▸ TO DO:
(a) In the article on FAA launch oversight, how many launches does SpaceX aim to complete in 2024?
(b) Transcribe the part of the article on FAA launch oversight that opens with the words containing "FAA's Launch-Reentry Regulatory" and closes with "activity regulatory authorizations.".

FAA's Launch-Reentry Regulatory Oversight Under Fire, 'at a Breaking Point'

The FAA's space launch and reentry regulatory regime was criticized Wednesday during a Senate Commerce Space Subcommittee hearing, with space launch companies and experts testifying that FAA changes haven't resulted in more streamlined launch license reviews. Several urged more agency funding and staffing. There also were multiple requests for a one-stop-shop for commercial space activity regulatory authorizations.

The FAA's Office of Commercial Space Transportation launch and reentry licensing framework "is in great distress," said William Gerstenmaier, SpaceX vice president-build and flight reliability. "We're at a breaking point" due to a lack of resources and regulatory flexibility, he said. "Licensing, including environmental approval often takes longer than rocket development; this should never happen," he said, saying SpaceX's Starship, Falcon and Dragon rocket programs face bureaucratic and regulatory challenges unrelated to public safety. He said SpaceX, looking to accomplish 100 launches this year, aims to complete 144 in 2024.

Getting a launch or reentry license is a multiyear effort, said space consultant Caryn Schenewerk. She said FAA reforms resulted in FAA license reviews being more cumbersome and costly, rather than less. Phil Joyce, senior vice president of Blue Origin's New Shepard Business Unit, said "both the substance and administration" of launch regulations should be improved. That the FAA needs more funding to deal with oversight of the increased cadence and number of commercial space launches "is a great problem to have," he said.

▸ INFORMATION SHOWN:

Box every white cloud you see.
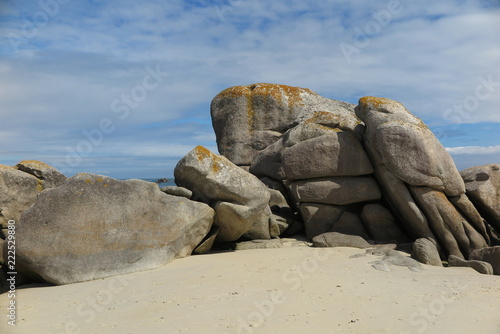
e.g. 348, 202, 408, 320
0, 0, 500, 177
446, 145, 500, 156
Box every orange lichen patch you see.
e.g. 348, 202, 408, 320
17, 160, 53, 169
359, 96, 399, 109
252, 83, 315, 109
304, 111, 339, 125
194, 145, 214, 161
217, 83, 315, 108
216, 86, 251, 97
194, 146, 224, 173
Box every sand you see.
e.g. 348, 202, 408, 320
0, 247, 500, 334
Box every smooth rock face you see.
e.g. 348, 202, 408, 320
282, 131, 373, 180
0, 165, 43, 229
0, 160, 66, 229
355, 96, 465, 196
174, 146, 271, 242
290, 177, 381, 205
355, 96, 489, 258
469, 246, 500, 275
361, 204, 409, 243
412, 238, 443, 267
313, 232, 370, 248
160, 186, 193, 199
330, 211, 370, 240
16, 160, 67, 189
460, 165, 500, 234
410, 187, 488, 258
210, 83, 359, 165
448, 255, 493, 275
16, 173, 214, 284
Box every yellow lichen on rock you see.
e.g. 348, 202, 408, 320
16, 160, 53, 169
217, 83, 315, 108
359, 96, 399, 109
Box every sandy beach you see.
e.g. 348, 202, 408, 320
0, 247, 500, 334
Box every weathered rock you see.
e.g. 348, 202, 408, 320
160, 186, 193, 199
410, 186, 488, 258
299, 203, 345, 239
16, 173, 214, 284
355, 96, 465, 196
411, 238, 443, 267
460, 165, 500, 233
174, 146, 271, 242
355, 96, 489, 257
0, 239, 3, 267
448, 255, 493, 275
469, 246, 500, 275
282, 129, 373, 180
193, 225, 220, 254
330, 211, 370, 240
249, 139, 285, 180
361, 204, 409, 243
313, 232, 370, 248
290, 176, 381, 205
0, 165, 43, 229
210, 83, 360, 165
16, 160, 66, 189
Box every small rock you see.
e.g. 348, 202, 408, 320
160, 186, 193, 199
313, 232, 371, 248
412, 238, 443, 267
469, 246, 500, 275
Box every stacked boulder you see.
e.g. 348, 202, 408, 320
211, 84, 500, 272
211, 84, 407, 242
356, 96, 489, 258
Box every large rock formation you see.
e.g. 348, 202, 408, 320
460, 165, 500, 235
0, 160, 66, 238
212, 84, 402, 244
356, 96, 489, 258
211, 83, 359, 166
174, 146, 271, 242
16, 173, 214, 284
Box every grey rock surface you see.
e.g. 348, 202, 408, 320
16, 173, 214, 284
210, 83, 359, 165
460, 164, 500, 234
174, 146, 271, 242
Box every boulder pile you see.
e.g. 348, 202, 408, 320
0, 84, 500, 284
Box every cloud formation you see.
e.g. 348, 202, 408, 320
0, 0, 500, 178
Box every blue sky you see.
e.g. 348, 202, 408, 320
0, 0, 500, 178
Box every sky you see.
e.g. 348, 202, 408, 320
0, 0, 500, 178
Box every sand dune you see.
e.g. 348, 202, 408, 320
0, 247, 500, 334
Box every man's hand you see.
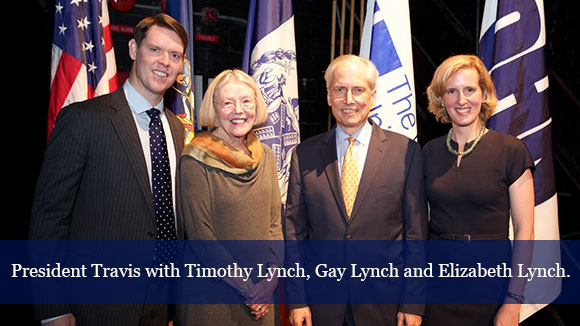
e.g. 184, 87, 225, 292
246, 303, 270, 320
493, 304, 520, 326
397, 312, 423, 326
290, 307, 312, 326
42, 313, 76, 326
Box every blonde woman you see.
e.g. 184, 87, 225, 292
423, 55, 534, 326
180, 70, 283, 325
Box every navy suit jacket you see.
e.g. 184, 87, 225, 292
284, 124, 427, 326
29, 88, 184, 325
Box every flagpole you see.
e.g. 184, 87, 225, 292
348, 0, 354, 54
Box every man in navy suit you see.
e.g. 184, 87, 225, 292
285, 55, 427, 326
29, 14, 188, 325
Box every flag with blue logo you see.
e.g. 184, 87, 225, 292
360, 0, 417, 140
479, 0, 561, 319
242, 0, 300, 203
165, 0, 197, 144
47, 0, 119, 139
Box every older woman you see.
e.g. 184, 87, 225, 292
180, 70, 283, 325
423, 55, 534, 326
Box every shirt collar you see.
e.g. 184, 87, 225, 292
123, 79, 164, 115
336, 120, 373, 146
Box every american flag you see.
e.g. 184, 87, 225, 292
47, 0, 119, 136
479, 0, 561, 320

▸ WRITTEN RESPONSES:
(a) 144

(b)
FAA's Launch-Reentry Regulatory Oversight Under Fire, 'at a Breaking Point'

The FAA's space launch and reentry regulatory regime was criticized Wednesday during a Senate Commerce Space Subcommittee hearing, with space launch companies and experts testifying that FAA changes haven't resulted in more streamlined launch license reviews. Several urged more agency funding and staffing. There also were multiple requests for a one-stop-shop for commercial space activity regulatory authorizations.